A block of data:
★ ★ ★ ★ ★
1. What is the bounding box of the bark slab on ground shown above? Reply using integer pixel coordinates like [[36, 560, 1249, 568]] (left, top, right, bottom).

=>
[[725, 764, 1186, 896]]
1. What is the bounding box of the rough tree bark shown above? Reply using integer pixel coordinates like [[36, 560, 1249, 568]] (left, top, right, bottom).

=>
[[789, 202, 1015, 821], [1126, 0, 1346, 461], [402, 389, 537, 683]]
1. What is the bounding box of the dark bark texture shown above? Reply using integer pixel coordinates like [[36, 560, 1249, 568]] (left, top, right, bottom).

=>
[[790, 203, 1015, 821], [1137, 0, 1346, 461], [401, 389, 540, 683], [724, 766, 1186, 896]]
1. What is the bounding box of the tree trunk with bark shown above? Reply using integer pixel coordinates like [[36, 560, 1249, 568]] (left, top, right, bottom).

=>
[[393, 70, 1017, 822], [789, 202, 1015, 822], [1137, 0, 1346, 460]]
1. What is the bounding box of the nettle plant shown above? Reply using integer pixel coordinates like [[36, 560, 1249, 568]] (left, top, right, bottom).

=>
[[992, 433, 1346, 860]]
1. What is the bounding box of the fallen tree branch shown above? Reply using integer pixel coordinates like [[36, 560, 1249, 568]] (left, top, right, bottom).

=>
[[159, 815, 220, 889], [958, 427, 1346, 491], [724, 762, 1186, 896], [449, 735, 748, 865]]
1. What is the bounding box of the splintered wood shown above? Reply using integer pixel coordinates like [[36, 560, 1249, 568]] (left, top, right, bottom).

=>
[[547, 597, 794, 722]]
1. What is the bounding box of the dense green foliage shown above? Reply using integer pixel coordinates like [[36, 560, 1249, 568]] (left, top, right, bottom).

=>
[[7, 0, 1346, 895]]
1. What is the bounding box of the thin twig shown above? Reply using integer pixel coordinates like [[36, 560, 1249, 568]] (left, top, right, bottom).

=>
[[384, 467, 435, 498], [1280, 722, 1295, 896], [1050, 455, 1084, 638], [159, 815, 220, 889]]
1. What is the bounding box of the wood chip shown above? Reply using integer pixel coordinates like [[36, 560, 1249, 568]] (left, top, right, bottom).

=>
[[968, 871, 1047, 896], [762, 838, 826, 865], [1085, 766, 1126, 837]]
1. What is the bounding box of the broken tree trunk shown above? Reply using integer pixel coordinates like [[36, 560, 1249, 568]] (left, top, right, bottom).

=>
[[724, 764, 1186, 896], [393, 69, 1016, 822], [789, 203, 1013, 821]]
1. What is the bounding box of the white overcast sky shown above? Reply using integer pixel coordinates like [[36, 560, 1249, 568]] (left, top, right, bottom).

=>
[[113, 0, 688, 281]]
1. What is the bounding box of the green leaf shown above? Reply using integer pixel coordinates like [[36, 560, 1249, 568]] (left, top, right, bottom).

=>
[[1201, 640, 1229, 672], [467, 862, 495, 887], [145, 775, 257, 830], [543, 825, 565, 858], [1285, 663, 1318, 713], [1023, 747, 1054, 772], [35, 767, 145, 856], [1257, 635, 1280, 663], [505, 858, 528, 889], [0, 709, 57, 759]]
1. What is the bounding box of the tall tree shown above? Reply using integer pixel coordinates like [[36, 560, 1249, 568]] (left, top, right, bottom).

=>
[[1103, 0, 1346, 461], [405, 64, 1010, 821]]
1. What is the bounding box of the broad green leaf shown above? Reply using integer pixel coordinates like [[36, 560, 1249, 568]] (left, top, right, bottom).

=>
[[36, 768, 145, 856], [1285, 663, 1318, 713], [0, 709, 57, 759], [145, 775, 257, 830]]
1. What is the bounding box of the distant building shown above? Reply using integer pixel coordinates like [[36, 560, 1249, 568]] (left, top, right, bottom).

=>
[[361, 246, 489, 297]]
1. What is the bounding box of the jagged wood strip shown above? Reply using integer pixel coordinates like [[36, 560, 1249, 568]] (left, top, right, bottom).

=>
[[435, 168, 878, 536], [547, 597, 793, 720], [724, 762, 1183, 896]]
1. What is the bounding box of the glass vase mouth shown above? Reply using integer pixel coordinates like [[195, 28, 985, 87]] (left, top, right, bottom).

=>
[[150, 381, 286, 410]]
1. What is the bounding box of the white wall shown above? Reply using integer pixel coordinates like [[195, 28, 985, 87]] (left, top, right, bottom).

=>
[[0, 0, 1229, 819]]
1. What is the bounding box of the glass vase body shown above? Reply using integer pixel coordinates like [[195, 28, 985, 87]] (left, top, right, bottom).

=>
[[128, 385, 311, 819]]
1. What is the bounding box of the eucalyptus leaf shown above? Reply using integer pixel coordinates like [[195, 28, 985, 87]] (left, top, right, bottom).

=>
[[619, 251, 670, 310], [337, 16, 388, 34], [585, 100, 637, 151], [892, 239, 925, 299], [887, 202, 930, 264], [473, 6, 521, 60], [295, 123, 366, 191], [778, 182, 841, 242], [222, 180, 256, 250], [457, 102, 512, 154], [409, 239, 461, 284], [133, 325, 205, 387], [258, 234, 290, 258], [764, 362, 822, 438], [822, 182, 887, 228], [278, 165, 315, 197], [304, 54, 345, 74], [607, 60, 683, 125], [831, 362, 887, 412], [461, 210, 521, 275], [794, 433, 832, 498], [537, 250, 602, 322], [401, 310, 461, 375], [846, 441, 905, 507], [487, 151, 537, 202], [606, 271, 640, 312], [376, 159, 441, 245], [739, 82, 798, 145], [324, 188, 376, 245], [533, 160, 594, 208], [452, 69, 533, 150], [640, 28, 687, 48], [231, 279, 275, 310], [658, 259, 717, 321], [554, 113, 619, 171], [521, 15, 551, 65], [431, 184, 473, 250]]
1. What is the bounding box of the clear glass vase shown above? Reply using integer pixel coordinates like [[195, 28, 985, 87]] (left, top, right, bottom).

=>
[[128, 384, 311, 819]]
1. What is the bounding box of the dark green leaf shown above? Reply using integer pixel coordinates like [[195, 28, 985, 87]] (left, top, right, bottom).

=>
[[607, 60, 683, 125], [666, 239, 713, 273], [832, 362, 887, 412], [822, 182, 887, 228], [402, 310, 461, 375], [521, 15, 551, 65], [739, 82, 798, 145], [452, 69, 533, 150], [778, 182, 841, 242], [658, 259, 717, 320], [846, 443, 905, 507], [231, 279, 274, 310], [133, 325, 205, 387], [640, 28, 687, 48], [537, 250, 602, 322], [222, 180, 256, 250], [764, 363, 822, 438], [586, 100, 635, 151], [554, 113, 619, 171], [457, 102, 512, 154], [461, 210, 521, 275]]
★ ★ ★ ★ ★
**What the task requires**
Rewrite the lines of the records from the one containing "1. What is the bounding box of the thin" through the one containing "815, 220, 889]]", both included, raising every coordinate in the answers by 62. Leave all other text on those lines unchanged.

**Answer in full**
1. What is the bounding box of the thin twig shown above? Reply using integer pixel coordinates like [[36, 560, 1249, 568]] (left, top, right, bottom).

=>
[[446, 529, 497, 560], [1342, 784, 1357, 958], [1112, 517, 1146, 700], [221, 877, 282, 951]]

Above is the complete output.